> [TASK DESCRIPTION]:
Please copy each of the rows below word for word.

◇ ◇ ◇ ◇ ◇ ◇ ◇

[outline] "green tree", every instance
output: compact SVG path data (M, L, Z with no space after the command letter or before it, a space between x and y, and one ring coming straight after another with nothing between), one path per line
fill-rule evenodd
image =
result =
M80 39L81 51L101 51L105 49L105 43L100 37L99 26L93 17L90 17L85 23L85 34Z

◇ ◇ ◇ ◇ ◇ ◇ ◇

> [SOLUTION TO THIS TASK]:
[outline] "green tree", every instance
output: compact SVG path data (M, L, Z with no space after the command letter or before it, a space between x and y, and one ring coming straight after another with nothing between), one path per line
fill-rule evenodd
image =
result =
M80 39L81 51L101 51L105 49L105 43L100 37L99 26L93 17L90 17L85 23L85 34Z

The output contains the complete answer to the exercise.